REQUIRED ACTIONS -
A. Reproduce the HBase thread verbatim, from its first line to its last.
B. Transcribe the listing word for word, starting with the line that contains "Can you find the low" and going on through the end of the listing. Give only those lines.

SELECTION -
################
Just food for thought. 

If the OP is doing get()s, then he may want to consider taking the hash, truncating it to 4 bytes and prepending it to his key.  This should give him some randomness. 



On Jul 31, 2013, at 1:57 PM, Pablo Medina <pa...@gmail.com> wrote:

> If you split that one hot region and then move a half to another region
> server then you will move the half of the load of that hot region server.
> The set of hot keys then will be spread over 2 region servers instead of
> one.
> 
> 
> 2013/7/31 Michael Segel <ms...@segel.com>
> 
>> 4 regions on 3 servers?
>> I'd say that they were already balanced.
>> 
>> The issue is that when they do their get(s) they are hitting one region.
>> So more splits isn't the answer.
>> 
>> 
>> On Jul 31, 2013, at 12:49 PM, Ted Yu <yu...@gmail.com> wrote:
>> 
>>> From the information Demian provided in the first email:
>>> 
>>> bq. a table containing 20 million keys splitted automatically by HBase
>> in 4
>>> regions and balanced in 3 region servers
>>> 
>>> I think the number of regions should be increased through (manual)
>>> splitting so that the data is spread more evenly across servers.
>>> 
>>> If the Get's are scattered across whole key space, there is some
>>> optimization the client can do. Namely group the Get's by region boundary
>>> and issue multi get per region.
>>> 
>>> Please also refer to http://hbase.apache.org/book.html#rowkey.design,
>>> especially 6.3.2.
>>> 
>>> Cheers
>>> 
>>> On Wed, Jul 31, 2013 at 10:14 AM, Dhaval Shah
>>> <pr...@yahoo.co.in>wrote:
>>> 
>>>> Looking at https://issues.apache.org/jira/browse/HBASE-6136 it seems
>> like
>>>> the 500 Gets are executed sequentially on the region server.
################
Pointing entries for labeled objects -

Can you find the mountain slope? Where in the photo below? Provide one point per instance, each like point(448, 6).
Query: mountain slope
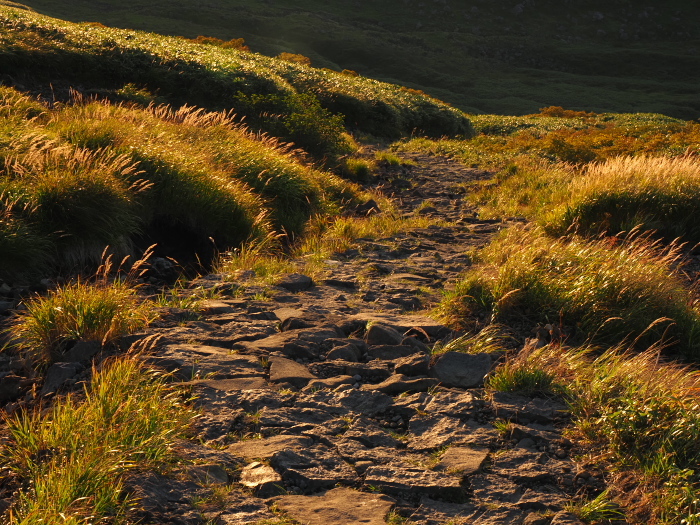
point(492, 57)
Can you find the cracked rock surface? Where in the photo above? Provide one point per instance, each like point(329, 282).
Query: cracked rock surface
point(322, 399)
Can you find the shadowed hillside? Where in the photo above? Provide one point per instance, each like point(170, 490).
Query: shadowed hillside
point(493, 57)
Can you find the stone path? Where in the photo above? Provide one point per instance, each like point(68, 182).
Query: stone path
point(322, 400)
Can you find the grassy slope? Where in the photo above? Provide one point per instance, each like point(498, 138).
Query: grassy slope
point(81, 175)
point(481, 56)
point(283, 98)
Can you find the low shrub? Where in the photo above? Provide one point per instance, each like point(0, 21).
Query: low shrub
point(642, 415)
point(102, 310)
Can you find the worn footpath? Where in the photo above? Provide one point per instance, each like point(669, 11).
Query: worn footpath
point(322, 402)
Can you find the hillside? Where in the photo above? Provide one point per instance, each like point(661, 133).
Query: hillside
point(481, 56)
point(241, 290)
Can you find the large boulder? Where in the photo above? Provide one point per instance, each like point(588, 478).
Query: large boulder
point(455, 369)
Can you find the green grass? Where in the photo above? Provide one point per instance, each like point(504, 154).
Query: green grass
point(79, 177)
point(624, 193)
point(483, 57)
point(73, 458)
point(603, 292)
point(642, 414)
point(307, 106)
point(490, 339)
point(527, 381)
point(100, 310)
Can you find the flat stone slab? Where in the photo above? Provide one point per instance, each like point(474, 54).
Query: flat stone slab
point(231, 385)
point(433, 512)
point(407, 482)
point(431, 432)
point(337, 506)
point(190, 361)
point(242, 509)
point(391, 351)
point(398, 384)
point(311, 470)
point(261, 479)
point(287, 371)
point(403, 323)
point(266, 448)
point(295, 282)
point(462, 461)
point(526, 410)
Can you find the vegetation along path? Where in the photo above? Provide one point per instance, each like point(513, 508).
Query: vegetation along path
point(337, 400)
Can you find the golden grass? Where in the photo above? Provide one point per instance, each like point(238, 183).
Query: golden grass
point(73, 457)
point(609, 290)
point(640, 415)
point(623, 193)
################
RESULTS OF THE TASKS -
A.
Just food for thought. 

If the OP is doing get()s, then he may want to consider taking the hash, truncating it to 4 bytes and prepending it to his key.  This should give him some randomness. 



On Jul 31, 2013, at 1:57 PM, Pablo Medina <pa...@gmail.com> wrote:

> If you split that one hot region and then move a half to another region
> server then you will move the half of the load of that hot region server.
> The set of hot keys then will be spread over 2 region servers instead of
> one.
> 
> 
> 2013/7/31 Michael Segel <ms...@segel.com>
> 
>> 4 regions on 3 servers?
>> I'd say that they were already balanced.
>> 
>> The issue is that when they do their get(s) they are hitting one region.
>> So more splits isn't the answer.
>> 
>> 
>> On Jul 31, 2013, at 12:49 PM, Ted Yu <yu...@gmail.com> wrote:
>> 
>>> From the information Demian provided in the first email:
>>> 
>>> bq. a table containing 20 million keys splitted automatically by HBase
>> in 4
>>> regions and balanced in 3 region servers
>>> 
>>> I think the number of regions should be increased through (manual)
>>> splitting so that the data is spread more evenly across servers.
>>> 
>>> If the Get's are scattered across whole key space, there is some
>>> optimization the client can do. Namely group the Get's by region boundary
>>> and issue multi get per region.
>>> 
>>> Please also refer to http://hbase.apache.org/book.html#rowkey.design,
>>> especially 6.3.2.
>>> 
>>> Cheers
>>> 
>>> On Wed, Jul 31, 2013 at 10:14 AM, Dhaval Shah
>>> <pr...@yahoo.co.in>wrote:
>>> 
>>>> Looking at https://issues.apache.org/jira/browse/HBASE-6136 it seems
>> like
>>>> the 500 Gets are executed sequentially on the region server.

B.
Can you find the low shrub? Where in the photo above? Provide one point per instance, each like point(0, 21).
Query: low shrub
point(642, 415)
point(102, 310)
Can you find the worn footpath? Where in the photo above? Provide one point per instance, each like point(669, 11).
Query: worn footpath
point(322, 402)
Can you find the hillside? Where in the photo above? Provide one point per instance, each like point(661, 133).
Query: hillside
point(481, 56)
point(241, 290)
Can you find the large boulder? Where in the photo above? Provide one point per instance, each like point(588, 478).
Query: large boulder
point(455, 369)
Can you find the green grass? Where in the photo above? Provide one point per instance, each like point(504, 154).
Query: green grass
point(79, 177)
point(624, 193)
point(483, 57)
point(73, 458)
point(603, 292)
point(642, 414)
point(307, 106)
point(490, 339)
point(527, 381)
point(100, 310)
Can you find the flat stone slab? Where in the photo above? Provide one point per instance, each like point(474, 54).
Query: flat stone slab
point(231, 385)
point(433, 512)
point(407, 482)
point(431, 432)
point(337, 506)
point(190, 361)
point(242, 509)
point(391, 351)
point(398, 384)
point(311, 470)
point(261, 479)
point(287, 371)
point(403, 323)
point(266, 448)
point(295, 282)
point(462, 461)
point(526, 410)
Can you find the vegetation along path? Where in the photo above? Provide one point per instance, each like point(513, 508).
Query: vegetation along path
point(337, 400)
Can you find the golden grass? Where in the photo above? Provide one point per instance, each like point(238, 183).
Query: golden grass
point(73, 457)
point(609, 290)
point(640, 415)
point(623, 193)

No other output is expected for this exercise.